### Articolo:
......
Per chi pratica Arti Marziali, il concetto di dō, 道, è familiare. Si pratica Judo, Aikido, Karatedo, Kendo; in generale ci si riferisce al Budo, al codice etico del Bushido; ci si ritrova insieme nel Dojo.
C’è una strada, insomma. Un percorso che ha delle caratteristiche formali, relazionali, culturali, ambientali.
E, come tutte le strade, non siamo noi a realizzarle ma sono esse che ci vengono incontro. Semmai noi decidiamo di percorrerle.
Si dirà che la metafora della strada ha dei limiti. Un’obiezione legittima per esempio potrebbe essere legata al fatto che nuove strade si costruiscono. La crescita delle città e delle infrastrutture ne sono un esempio.
E’ vero. Funziona così, anche su un piano meno urbanistico. Un giorno una persona individua una nuova direzione o un nuovo stile di percorrere direzioni antiche e si creano nuovi sentieri.
Di certo c’è che non viviamo in quella realtà selvaggia che ha generato il kanji 道, in cui gli esperti ravvisano la figura di una persona che, con fatica, si fa strada nella boscaglia (verosimilmente a fendenti di lama).
......
### Consegna 1:
Secondo l'articolo sul dō, quale figura riconoscono gli esperti nel kanji 道?
### Consegna 2:
Per favore, prosegui l'articolo sul dō a partire dalla sua ultima frase.
......
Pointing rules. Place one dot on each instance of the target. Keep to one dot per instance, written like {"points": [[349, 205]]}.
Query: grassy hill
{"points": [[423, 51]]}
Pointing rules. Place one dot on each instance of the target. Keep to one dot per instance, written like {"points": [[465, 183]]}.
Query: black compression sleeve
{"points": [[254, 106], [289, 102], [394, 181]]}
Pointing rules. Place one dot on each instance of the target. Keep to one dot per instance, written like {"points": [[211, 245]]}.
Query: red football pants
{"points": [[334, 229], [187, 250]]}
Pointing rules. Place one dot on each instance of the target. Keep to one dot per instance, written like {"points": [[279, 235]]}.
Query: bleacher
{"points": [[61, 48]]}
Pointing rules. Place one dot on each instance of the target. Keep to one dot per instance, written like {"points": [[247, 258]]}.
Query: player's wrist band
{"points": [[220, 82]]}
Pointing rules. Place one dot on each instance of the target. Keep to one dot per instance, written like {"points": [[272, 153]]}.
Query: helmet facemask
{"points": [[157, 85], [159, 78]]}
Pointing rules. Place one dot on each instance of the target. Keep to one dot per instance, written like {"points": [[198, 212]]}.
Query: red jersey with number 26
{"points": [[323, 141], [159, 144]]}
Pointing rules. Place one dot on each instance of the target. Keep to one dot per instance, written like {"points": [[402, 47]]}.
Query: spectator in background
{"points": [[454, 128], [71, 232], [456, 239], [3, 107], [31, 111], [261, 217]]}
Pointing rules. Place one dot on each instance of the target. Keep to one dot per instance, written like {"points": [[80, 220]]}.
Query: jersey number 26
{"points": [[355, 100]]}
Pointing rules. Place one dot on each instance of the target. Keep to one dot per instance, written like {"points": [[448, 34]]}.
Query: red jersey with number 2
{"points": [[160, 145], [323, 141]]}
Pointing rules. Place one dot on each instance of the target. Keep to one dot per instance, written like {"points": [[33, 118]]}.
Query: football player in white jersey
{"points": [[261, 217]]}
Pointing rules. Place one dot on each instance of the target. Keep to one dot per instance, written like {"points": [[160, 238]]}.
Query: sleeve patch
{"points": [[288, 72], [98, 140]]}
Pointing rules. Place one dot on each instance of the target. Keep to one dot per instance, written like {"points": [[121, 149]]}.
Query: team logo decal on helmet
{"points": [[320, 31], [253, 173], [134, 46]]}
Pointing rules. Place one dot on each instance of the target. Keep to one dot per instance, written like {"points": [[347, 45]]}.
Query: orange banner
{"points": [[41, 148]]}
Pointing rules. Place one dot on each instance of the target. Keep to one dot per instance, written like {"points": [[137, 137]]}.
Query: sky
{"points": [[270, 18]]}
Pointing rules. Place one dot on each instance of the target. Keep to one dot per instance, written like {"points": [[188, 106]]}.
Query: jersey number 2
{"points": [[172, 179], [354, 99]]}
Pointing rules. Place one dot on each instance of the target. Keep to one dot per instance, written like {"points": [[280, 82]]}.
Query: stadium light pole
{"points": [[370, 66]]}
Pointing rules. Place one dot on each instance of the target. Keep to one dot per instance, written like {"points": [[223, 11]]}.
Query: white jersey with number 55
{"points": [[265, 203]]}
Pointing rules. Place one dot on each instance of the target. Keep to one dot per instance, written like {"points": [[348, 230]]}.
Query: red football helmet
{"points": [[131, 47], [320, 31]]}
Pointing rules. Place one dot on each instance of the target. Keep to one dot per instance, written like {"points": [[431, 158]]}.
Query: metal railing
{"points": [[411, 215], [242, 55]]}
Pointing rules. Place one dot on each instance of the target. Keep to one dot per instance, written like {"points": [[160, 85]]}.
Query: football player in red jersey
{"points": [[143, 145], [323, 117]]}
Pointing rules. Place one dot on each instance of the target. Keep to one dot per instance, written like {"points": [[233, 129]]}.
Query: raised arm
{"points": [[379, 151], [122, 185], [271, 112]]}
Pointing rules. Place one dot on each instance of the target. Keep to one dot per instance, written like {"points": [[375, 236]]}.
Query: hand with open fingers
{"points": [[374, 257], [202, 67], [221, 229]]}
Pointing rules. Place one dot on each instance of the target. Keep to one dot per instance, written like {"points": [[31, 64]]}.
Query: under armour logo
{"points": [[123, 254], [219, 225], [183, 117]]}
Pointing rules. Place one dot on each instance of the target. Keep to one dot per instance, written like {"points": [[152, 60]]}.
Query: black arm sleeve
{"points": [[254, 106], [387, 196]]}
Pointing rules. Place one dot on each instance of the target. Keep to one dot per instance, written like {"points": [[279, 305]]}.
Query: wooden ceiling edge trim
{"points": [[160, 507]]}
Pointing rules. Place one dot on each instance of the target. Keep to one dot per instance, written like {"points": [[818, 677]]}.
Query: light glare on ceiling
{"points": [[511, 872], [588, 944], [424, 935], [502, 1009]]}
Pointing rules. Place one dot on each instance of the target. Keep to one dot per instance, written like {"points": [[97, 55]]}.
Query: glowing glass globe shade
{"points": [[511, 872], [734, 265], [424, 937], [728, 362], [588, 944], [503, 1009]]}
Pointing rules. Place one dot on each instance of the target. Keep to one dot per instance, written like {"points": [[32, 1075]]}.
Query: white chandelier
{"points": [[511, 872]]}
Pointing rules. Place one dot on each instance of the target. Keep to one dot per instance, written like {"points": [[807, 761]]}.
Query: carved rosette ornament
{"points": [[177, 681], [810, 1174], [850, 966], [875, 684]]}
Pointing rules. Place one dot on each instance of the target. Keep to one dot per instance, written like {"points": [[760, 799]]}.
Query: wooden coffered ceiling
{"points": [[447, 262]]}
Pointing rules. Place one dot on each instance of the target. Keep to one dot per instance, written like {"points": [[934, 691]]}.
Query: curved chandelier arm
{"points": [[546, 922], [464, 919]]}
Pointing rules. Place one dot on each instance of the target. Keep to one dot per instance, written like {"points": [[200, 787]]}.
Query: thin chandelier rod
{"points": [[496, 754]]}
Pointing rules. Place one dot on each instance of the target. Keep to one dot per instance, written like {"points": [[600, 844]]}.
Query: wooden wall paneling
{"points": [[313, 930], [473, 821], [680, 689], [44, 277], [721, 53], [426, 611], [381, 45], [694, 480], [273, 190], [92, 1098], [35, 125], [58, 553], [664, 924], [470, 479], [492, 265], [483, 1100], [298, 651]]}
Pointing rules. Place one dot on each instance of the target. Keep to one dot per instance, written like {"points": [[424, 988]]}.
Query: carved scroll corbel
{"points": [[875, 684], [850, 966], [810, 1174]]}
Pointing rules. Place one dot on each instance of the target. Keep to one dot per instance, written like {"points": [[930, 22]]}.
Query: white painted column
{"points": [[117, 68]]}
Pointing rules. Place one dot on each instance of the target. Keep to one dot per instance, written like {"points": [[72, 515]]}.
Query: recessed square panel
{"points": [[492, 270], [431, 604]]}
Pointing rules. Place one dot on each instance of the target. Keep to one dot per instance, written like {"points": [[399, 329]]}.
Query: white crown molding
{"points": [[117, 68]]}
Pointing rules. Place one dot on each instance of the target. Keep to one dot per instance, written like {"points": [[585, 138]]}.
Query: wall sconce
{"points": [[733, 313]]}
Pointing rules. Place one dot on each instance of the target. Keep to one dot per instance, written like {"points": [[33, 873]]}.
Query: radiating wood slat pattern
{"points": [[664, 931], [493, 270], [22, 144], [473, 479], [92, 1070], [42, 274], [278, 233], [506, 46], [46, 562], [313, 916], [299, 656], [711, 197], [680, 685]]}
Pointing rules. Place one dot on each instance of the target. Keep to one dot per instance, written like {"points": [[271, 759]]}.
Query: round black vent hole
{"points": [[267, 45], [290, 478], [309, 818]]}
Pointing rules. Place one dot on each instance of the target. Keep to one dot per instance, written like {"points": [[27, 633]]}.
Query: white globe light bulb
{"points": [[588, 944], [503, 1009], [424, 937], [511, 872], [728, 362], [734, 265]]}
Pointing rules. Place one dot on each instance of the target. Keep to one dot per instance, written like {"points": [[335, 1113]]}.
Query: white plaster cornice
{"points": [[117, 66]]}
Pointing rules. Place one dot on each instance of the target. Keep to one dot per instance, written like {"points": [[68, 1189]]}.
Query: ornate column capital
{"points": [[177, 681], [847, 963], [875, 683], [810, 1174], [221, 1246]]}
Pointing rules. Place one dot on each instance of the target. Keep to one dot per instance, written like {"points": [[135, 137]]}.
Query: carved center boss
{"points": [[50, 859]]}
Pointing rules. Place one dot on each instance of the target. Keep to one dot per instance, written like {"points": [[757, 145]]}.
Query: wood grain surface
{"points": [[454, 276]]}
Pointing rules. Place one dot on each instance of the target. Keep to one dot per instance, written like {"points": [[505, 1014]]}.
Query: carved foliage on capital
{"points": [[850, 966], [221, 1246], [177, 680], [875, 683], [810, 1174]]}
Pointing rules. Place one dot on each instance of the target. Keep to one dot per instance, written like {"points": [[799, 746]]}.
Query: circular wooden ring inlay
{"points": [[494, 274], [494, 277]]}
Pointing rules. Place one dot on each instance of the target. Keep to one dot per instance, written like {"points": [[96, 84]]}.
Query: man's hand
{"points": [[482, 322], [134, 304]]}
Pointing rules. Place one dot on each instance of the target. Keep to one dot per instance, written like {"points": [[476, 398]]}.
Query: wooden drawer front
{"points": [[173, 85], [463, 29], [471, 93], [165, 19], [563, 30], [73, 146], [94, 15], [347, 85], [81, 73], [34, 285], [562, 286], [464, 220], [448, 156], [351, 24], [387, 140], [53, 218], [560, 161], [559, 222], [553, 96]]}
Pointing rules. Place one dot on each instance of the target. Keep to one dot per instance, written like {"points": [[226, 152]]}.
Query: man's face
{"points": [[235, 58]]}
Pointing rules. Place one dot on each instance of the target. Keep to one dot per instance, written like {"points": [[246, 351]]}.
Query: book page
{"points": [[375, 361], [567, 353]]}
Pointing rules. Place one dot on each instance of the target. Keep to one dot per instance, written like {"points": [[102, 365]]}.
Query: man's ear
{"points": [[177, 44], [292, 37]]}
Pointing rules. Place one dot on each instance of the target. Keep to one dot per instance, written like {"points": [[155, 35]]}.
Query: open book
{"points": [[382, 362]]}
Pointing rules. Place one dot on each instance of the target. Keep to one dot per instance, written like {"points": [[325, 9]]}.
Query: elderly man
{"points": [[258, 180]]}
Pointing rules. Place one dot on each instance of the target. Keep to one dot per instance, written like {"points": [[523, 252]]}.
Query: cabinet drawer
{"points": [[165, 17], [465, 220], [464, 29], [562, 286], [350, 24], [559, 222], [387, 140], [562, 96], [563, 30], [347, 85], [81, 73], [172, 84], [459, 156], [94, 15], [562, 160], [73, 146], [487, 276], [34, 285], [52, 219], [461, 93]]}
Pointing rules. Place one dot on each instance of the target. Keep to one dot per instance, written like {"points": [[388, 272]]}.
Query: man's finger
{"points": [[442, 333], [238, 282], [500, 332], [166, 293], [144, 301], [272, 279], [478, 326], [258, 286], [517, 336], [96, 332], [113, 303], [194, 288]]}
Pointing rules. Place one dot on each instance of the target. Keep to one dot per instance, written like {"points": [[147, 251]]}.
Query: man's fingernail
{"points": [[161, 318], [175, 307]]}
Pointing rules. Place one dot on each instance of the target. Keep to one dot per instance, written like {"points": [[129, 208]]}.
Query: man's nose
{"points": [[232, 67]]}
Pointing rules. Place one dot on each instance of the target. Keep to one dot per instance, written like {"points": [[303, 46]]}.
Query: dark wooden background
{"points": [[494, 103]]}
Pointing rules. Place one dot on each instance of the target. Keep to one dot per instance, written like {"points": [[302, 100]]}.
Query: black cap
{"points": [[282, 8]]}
......
### Risultato 1:
Una persona che, con fatica, si fa strada nella boscaglia, verosimilmente a fendenti di lama.

### Risultato 2:
Dal punto di vista materiale, per quanto siano dissestate e magari prive di passaggi di mezzi pubblici, le nostre strade sono sgombre e non ci serve la katana per camminarci sopra.
Dal punto di vista immateriale, la riflessione si fa interessante.
Molte strade sono offerte alla nostra scelta.
Molte di esse hanno una struttura formale sufficientemente sviluppata per condurre da A a B, non senza fatica, chi le percorre. Pensiamo alla scuola e a tutti i percorsi che hanno al loro interno una certa gradualità, ivi incluse le Arti Marziali. Quando le imbocchi, più o meno hai un’idea di dove ti condurranno.
Altre, pur essendo a pieno diritto dei percorsi, non mostrano così chiaramente la propria traiettoria. Pensiamo al mondo del lavoro e alle sue incertezze. Ma pensiamo anche a tutto quanto ruota intorno alla sfera delle relazioni, degli affetti e del proprio cammino personale interiore.
Altre ancora -ed è esperienza di tutti- conducono a cammini che hanno il gusto dei cocci infranti. Un mix di disillusione, di velleità, di reciproche maschere, conduce semplicemente ad un vicolo cieco. Nella migliore delle ipotesi, ad un’esperienza utile di fallimento.
In tutti i casi, la strada è un dato. La strada è un dono.
L’adolescente che siamo stati e che è in noi, fa fatica ad accettare questo concetto: cioè che la libertà sta in gran parte nella scelta della strada.
Quella libertà, che tutti ambiamo a sperimentare ma che non tutti siamo in grado di riconoscere e seguire, non può fare a meno delle traiettorie segnate da altri e su cui altri, camminandoci, ci propongono a investire.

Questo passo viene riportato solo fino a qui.